Re: [RFC PATCH v2 3/6] sched: Add over-utilization/tipping point indicator

From: Joel Fernandes
Date: Fri Apr 20 2018 - 04:13:18 EST


On Wed, Apr 18, 2018 at 4:17 AM, Quentin Perret <quentin.perret@xxxxxxx> wrote:
> On Friday 13 Apr 2018 at 16:56:39 (-0700), Joel Fernandes wrote:
>> Hi,
>>
>> On Fri, Apr 6, 2018 at 8:36 AM, Dietmar Eggemann
>> <dietmar.eggemann@xxxxxxx> wrote:
>> > From: Thara Gopinath <thara.gopinath@xxxxxxxxxx>
>> >
>> > Energy-aware scheduling should only operate when the system is not
>> > overutilized. There must be cpu time available to place tasks based on
>> > utilization in an energy-aware fashion, i.e. to pack tasks on
>> > energy-efficient cpus without harming the overall throughput.
>> >
>> > In case the system operates above this tipping point the tasks have to
>> > be placed based on task and cpu load in the classical way of spreading
>> > tasks across as many cpus as possible.
>> >
>> > The point in which a system switches from being not overutilized to
>> > being overutilized is called the tipping point.
>> >
>> > Such a tipping point indicator on a sched domain as the system
>> > boundary is introduced here. As soon as one cpu of a sched domain is
>> > overutilized the whole sched domain is declared overutilized as well.
>> > A cpu becomes overutilized when its utilization is higher that 80%
>> > (capacity_margin) of its capacity.
>> >
>> > The implementation takes advantage of the shared sched domain which is
>> > shared across all per-cpu views of a sched domain level. The new
>> > overutilized flag is placed in this shared sched domain.
>> >
>> > Load balancing is skipped in case the energy model is present and the
>> > sched domain is not overutilized because under this condition the
>> > predominantly load-per-capacity driven load-balancer should not
>> > interfere with the energy-aware wakeup placement based on utilization.
>> >
>> > In case the total utilization of a sched domain is greater than the
>> > total sched domain capacity the overutilized flag is set at the parent
>> > sched domain level to let other sched groups help getting rid of the
>> > overutilization of cpus.
>> >
>> > Signed-off-by: Thara Gopinath <thara.gopinath@xxxxxxxxxx>
>> > Signed-off-by: Dietmar Eggemann <dietmar.eggemann@xxxxxxx>
>> > ---
>> > include/linux/sched/topology.h | 1 +
>> > kernel/sched/fair.c | 62 ++++++++++++++++++++++++++++++++++++++++--
>> > kernel/sched/sched.h | 1 +
>> > kernel/sched/topology.c | 12 +++-----
>> > 4 files changed, 65 insertions(+), 11 deletions(-)

####################

— Task objective —
Render this sentence from the scheduler patch thread in Spanish: "The point in which a system switches from being not overutilized to being overutilized is called the tipping point."

— Excerpts of labeled region data —
####################

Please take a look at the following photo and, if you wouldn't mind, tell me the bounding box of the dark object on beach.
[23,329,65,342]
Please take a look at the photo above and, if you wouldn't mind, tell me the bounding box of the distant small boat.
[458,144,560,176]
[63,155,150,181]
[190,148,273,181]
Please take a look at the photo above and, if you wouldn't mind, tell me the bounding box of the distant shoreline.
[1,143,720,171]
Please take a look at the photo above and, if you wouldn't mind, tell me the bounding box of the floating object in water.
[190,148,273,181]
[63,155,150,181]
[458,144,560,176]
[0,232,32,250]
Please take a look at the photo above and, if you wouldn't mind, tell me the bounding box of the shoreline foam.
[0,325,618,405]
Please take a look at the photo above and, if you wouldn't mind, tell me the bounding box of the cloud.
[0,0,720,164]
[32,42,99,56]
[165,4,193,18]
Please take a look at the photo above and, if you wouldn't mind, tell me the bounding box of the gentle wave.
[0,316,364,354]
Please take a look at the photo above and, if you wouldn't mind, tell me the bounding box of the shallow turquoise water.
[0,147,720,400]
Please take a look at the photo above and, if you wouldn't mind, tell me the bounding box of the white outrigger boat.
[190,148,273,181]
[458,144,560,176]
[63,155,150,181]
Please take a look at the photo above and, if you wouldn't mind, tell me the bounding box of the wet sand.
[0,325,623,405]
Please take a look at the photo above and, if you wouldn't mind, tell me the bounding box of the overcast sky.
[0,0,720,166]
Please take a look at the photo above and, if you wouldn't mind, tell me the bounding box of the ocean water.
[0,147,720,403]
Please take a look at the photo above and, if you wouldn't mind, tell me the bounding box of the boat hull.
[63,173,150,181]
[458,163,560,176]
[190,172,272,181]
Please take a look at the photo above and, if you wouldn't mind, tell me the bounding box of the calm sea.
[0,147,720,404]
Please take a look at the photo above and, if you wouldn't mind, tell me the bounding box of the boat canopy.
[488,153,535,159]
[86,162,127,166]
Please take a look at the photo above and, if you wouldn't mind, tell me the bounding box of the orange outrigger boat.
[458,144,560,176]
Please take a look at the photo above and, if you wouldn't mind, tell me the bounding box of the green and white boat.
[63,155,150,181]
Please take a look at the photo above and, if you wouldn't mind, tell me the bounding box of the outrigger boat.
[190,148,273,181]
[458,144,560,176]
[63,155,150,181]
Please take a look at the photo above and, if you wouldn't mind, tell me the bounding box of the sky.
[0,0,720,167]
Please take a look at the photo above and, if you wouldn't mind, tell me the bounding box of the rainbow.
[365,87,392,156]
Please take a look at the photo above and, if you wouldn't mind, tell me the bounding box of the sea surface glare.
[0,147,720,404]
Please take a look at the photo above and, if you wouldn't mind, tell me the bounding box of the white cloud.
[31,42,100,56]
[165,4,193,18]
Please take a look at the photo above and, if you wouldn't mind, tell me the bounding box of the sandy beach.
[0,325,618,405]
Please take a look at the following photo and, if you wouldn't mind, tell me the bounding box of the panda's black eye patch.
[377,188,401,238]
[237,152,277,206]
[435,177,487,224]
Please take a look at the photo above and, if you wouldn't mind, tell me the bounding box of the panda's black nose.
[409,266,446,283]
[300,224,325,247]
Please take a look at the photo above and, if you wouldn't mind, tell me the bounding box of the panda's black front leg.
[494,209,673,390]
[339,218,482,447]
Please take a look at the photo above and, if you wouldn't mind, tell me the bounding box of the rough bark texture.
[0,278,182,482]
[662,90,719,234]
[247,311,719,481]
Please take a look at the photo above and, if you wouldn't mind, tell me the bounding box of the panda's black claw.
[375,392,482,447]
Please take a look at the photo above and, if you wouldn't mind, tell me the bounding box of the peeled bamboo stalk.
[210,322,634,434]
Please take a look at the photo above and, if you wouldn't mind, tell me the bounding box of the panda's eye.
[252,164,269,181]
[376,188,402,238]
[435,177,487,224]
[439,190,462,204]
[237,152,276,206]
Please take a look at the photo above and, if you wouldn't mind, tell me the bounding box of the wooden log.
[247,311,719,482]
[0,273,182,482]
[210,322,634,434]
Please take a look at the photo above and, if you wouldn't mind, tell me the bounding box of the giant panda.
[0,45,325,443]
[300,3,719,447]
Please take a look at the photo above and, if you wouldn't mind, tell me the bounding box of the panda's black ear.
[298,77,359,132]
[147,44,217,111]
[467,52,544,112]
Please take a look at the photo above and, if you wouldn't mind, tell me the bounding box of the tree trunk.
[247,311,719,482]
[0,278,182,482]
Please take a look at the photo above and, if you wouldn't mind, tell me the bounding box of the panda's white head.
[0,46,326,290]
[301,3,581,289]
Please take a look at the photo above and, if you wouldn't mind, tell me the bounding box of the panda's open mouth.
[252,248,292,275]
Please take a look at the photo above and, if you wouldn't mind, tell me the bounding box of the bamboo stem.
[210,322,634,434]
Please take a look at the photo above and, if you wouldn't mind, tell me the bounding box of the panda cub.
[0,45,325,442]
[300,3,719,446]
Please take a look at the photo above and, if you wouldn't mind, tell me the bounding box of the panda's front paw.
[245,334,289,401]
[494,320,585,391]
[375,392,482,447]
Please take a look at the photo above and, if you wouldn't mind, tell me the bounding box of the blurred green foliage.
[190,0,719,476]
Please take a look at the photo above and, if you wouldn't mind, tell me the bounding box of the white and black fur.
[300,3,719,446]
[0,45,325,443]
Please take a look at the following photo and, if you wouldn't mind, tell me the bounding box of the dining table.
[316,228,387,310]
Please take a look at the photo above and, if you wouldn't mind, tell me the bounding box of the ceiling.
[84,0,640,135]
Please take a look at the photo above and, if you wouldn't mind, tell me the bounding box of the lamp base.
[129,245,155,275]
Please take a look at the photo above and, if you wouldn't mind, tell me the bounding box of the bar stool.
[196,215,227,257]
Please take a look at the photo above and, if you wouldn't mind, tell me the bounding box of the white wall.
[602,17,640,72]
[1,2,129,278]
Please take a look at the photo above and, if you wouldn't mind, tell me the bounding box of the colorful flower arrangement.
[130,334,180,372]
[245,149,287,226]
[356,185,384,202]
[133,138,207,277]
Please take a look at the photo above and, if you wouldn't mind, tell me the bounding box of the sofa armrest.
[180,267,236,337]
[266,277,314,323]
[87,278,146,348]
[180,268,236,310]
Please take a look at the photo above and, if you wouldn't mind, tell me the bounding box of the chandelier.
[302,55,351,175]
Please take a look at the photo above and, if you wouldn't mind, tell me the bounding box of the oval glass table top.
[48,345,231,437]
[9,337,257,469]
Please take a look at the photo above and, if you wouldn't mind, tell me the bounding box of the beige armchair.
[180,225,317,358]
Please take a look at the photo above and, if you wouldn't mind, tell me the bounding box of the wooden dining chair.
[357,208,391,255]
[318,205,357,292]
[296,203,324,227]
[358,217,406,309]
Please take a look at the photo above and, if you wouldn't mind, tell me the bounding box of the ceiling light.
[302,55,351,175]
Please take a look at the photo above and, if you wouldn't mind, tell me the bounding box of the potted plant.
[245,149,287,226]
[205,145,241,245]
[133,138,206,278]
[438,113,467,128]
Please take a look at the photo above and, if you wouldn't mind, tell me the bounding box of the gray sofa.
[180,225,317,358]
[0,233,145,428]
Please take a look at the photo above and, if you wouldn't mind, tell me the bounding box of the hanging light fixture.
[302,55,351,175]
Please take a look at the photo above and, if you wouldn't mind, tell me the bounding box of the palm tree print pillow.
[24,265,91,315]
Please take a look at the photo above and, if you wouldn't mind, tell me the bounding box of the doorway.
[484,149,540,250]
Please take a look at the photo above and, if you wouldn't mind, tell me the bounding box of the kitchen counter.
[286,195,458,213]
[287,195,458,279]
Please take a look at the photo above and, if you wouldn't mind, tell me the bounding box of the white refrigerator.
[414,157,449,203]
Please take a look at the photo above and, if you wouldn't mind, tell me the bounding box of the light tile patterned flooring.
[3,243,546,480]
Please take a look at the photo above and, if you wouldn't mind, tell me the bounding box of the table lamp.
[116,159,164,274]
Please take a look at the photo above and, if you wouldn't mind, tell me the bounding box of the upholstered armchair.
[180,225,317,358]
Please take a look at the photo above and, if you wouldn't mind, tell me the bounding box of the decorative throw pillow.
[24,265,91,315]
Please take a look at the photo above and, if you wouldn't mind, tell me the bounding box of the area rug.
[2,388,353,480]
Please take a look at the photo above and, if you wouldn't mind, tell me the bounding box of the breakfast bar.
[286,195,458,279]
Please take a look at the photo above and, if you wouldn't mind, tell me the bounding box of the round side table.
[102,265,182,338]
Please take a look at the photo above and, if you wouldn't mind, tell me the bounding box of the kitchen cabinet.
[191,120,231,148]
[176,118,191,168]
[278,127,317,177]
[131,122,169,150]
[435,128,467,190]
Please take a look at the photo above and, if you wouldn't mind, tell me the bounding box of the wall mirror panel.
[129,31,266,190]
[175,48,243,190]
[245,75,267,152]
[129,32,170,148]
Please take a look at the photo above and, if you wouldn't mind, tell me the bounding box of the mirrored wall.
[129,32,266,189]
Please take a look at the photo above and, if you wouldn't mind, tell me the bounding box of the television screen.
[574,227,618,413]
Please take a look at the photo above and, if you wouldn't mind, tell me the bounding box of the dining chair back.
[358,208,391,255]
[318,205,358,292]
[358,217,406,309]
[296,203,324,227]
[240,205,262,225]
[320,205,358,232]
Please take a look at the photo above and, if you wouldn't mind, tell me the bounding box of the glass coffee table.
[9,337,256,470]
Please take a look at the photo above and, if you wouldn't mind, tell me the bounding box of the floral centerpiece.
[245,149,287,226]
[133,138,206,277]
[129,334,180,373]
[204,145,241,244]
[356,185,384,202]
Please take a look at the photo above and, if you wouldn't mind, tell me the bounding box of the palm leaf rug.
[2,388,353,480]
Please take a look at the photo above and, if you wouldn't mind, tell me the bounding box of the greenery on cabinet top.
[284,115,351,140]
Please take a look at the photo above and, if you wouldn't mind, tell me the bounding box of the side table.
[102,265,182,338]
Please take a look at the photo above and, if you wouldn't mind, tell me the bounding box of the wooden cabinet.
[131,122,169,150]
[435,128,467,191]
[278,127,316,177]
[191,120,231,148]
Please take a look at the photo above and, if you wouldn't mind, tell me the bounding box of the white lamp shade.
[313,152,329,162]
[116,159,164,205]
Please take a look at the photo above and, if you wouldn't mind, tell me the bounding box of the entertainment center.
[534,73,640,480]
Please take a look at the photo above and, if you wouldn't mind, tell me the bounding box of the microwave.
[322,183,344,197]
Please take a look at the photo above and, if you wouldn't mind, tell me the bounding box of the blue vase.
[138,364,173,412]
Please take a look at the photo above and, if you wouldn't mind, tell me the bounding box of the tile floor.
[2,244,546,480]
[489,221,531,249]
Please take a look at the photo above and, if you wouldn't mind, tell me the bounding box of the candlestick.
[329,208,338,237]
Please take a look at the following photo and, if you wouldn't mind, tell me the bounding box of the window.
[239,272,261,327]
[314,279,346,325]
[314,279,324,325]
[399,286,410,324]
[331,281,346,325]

####################

— Exercise answer —
El punto en el que un sistema pasa de no estar sobreutilizado a estar sobreutilizado se denomina punto de inflexión.